#### EXTRACTED DATA
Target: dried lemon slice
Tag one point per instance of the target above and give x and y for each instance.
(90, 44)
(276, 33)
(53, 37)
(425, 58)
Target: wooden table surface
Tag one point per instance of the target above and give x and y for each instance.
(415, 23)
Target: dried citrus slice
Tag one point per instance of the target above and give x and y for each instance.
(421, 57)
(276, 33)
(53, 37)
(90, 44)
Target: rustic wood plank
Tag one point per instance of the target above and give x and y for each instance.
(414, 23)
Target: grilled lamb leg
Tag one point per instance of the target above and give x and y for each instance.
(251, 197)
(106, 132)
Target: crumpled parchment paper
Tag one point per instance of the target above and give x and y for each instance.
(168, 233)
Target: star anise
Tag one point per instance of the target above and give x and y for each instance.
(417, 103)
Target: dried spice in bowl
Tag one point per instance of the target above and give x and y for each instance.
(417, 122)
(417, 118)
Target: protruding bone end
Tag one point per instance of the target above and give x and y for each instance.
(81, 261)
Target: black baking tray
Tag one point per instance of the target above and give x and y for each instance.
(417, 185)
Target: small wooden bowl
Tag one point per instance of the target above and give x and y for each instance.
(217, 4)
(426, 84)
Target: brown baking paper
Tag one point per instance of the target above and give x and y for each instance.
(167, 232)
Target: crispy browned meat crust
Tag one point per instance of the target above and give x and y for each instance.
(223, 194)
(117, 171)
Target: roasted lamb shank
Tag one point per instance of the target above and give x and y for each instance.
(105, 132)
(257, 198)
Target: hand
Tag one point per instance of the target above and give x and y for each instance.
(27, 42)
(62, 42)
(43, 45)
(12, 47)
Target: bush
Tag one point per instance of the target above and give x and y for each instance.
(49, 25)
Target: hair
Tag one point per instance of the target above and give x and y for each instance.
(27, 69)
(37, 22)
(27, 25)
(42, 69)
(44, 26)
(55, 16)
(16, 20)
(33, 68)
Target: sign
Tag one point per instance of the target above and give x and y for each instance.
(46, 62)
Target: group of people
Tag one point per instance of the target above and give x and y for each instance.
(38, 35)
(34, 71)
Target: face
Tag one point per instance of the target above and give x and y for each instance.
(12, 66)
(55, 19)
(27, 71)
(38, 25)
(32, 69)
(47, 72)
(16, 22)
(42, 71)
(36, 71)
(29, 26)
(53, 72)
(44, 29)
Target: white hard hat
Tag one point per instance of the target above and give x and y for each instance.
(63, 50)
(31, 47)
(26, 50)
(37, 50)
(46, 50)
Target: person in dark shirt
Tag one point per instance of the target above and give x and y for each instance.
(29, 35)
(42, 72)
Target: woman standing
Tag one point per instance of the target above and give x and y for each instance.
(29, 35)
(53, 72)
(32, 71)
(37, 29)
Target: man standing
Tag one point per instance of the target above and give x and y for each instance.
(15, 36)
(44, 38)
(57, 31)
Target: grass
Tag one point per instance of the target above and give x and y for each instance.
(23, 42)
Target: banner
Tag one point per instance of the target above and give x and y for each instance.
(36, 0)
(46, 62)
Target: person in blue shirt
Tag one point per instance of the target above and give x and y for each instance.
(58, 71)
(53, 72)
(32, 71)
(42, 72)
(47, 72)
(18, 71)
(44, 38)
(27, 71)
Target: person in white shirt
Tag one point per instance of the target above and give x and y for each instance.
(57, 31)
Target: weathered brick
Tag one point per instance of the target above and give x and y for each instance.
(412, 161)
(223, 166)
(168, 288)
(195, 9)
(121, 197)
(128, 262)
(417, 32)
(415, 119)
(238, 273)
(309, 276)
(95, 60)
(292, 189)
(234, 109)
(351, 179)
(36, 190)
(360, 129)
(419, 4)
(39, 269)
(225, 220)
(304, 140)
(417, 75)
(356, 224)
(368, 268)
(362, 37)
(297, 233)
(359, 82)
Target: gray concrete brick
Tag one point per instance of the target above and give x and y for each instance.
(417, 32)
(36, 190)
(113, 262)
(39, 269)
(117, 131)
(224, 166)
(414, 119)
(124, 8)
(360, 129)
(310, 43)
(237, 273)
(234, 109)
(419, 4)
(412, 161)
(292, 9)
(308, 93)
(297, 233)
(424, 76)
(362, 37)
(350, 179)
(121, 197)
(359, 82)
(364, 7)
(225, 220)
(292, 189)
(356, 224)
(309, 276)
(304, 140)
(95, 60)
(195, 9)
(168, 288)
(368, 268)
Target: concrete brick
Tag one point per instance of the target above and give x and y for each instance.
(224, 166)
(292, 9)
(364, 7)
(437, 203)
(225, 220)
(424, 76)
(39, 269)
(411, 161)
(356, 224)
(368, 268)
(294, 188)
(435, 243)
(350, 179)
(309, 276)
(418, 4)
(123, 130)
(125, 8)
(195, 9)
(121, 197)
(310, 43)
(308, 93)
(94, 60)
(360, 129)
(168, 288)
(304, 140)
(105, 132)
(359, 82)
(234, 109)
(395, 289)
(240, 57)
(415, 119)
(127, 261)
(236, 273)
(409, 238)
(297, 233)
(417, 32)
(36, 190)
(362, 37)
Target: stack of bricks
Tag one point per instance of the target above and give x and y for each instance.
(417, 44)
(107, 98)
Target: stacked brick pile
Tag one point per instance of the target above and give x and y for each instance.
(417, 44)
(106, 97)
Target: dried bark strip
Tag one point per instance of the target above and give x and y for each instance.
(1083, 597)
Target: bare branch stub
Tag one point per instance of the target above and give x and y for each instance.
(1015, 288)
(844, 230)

#### SHORT PROBLEM
Quote every line of the data, word for word.

#### WORKED SOLUTION
Target: dried lemon slice
Tag one point per instance of the target above and give x and y for each instance.
(90, 44)
(276, 33)
(53, 37)
(425, 58)
Target: wooden table surface
Tag one point per instance of the target above and give x and y for each instance.
(415, 23)
Target: dried citrus slice
Tag one point per instance of the target above and give x and y for each instance.
(421, 57)
(276, 33)
(53, 37)
(90, 44)
Target: rustic wood plank
Tag one point per instance of the target above and give x and y for each instance.
(414, 23)
Target: grilled lamb leg
Tag one point per instance of the target above and give x and y for each instance.
(251, 197)
(106, 132)
Target: crumpled parchment paper
Tag one point per instance of the target above and give x and y for each instance.
(168, 233)
Target: star anise
Tag one point per instance of the target above and give x and y for each instance.
(417, 103)
Target: dried spice in bowl
Tag one point per instance of the target above and give x and y for each instance.
(417, 122)
(417, 118)
Target: protruding bone end
Tag one point per instance of the target above and give x and y for each instance.
(81, 261)
Target: black baking tray
Tag one point per instance of the target above and give x and y for each instance.
(417, 185)
Target: small wooden bowl
Tag one point per instance of the target above and give x and y for each instance.
(217, 4)
(426, 84)
Target: brown baking paper
Tag one point per instance of the target above and give x and y for each instance.
(167, 232)
Target: crispy browned meat crust
Tag one point per instance of the target above and give x and y for each instance.
(223, 194)
(117, 171)
Target: roasted lamb shank
Tag one point per instance of the target above and give x and y for each instance.
(105, 132)
(257, 198)
Target: hand
Tag one point per instance of the target above and give x and y for each instance.
(27, 42)
(62, 42)
(43, 45)
(12, 47)
Target: bush
Tag one point per instance of the target above and give x and y for each instance.
(49, 25)
Target: hair
Tag one point per instance of the target above and give x and y for each instance.
(27, 69)
(37, 22)
(27, 25)
(42, 69)
(44, 26)
(55, 16)
(16, 20)
(33, 68)
Target: sign
Tag one point per instance of the target above and give x and y for each instance.
(46, 62)
Target: group of people
Tag one point per instance of the target above and give x and y for each instance.
(38, 35)
(34, 71)
Target: face
Tag one point per instance of the target above and give x and y for each instance.
(12, 66)
(55, 19)
(27, 71)
(38, 25)
(32, 69)
(47, 72)
(16, 22)
(42, 71)
(36, 71)
(29, 26)
(53, 72)
(44, 29)
Target: white hard hat
Tag one point per instance of the target above and give x and y for each instance.
(63, 50)
(31, 47)
(26, 50)
(37, 50)
(46, 50)
Target: person in dark shirt
Tag one point per instance of the target above and give x and y for each instance.
(29, 35)
(42, 72)
Target: woman standing
Tag one point per instance of the target above and give x and y for each instance.
(29, 35)
(53, 72)
(32, 71)
(37, 29)
Target: man standing
Tag one point per instance of the target above and give x and y for each instance.
(15, 36)
(44, 38)
(57, 31)
Target: grass
Tag one point per instance of the target above and give x and y for each instance.
(23, 42)
Target: banner
Tag one point per instance of the target above and give x and y for each instance.
(36, 0)
(46, 62)
Target: person in blue shirt
Tag one point per instance of the target above and give x and y for each instance.
(58, 71)
(53, 72)
(32, 71)
(42, 72)
(47, 72)
(18, 71)
(44, 38)
(27, 71)
Target: person in white shirt
Tag one point per instance of the target above and give x and y for each instance.
(57, 31)
Target: weathered brick
Tag one point per instance of the target above and give x and y for each instance.
(412, 161)
(223, 166)
(168, 288)
(195, 9)
(121, 197)
(128, 262)
(417, 32)
(415, 119)
(238, 273)
(309, 276)
(95, 60)
(292, 189)
(234, 109)
(351, 179)
(36, 190)
(360, 129)
(419, 4)
(39, 269)
(225, 220)
(304, 140)
(417, 75)
(356, 224)
(368, 268)
(362, 37)
(297, 233)
(359, 82)
Target: gray concrete brick
Tag one point per instance of the target above and give x and y for each instance.
(417, 32)
(36, 190)
(113, 262)
(39, 269)
(117, 131)
(224, 166)
(414, 119)
(124, 8)
(360, 129)
(310, 43)
(237, 273)
(234, 109)
(419, 4)
(412, 161)
(292, 9)
(308, 93)
(297, 233)
(424, 76)
(362, 37)
(350, 179)
(121, 197)
(359, 82)
(364, 7)
(225, 220)
(292, 189)
(356, 224)
(309, 276)
(304, 140)
(95, 60)
(195, 9)
(168, 288)
(368, 268)
Target: concrete brick
Tag one point per instance of the target above and give x and y for each instance.
(224, 166)
(292, 9)
(364, 7)
(437, 203)
(225, 220)
(424, 76)
(39, 269)
(411, 161)
(356, 224)
(368, 268)
(294, 188)
(435, 243)
(350, 179)
(309, 276)
(418, 4)
(123, 130)
(125, 8)
(195, 9)
(121, 197)
(310, 43)
(308, 93)
(94, 60)
(360, 129)
(168, 288)
(304, 140)
(105, 132)
(359, 82)
(234, 109)
(395, 289)
(240, 57)
(415, 119)
(127, 261)
(236, 273)
(409, 238)
(297, 233)
(417, 32)
(36, 190)
(362, 37)
Target: stack of bricks
Tag one point per instance of the target above and give x and y for each instance.
(417, 44)
(107, 98)
Target: stacked brick pile
Tag one point per instance of the target above and give x and y for each instance.
(417, 44)
(106, 97)
Target: dried bark strip
Tag one point per instance of the target above and give x and y for each instance.
(1083, 597)
Target: bare branch stub
Tag one point per instance of the target above and give x and y for each instance.
(1015, 288)
(844, 230)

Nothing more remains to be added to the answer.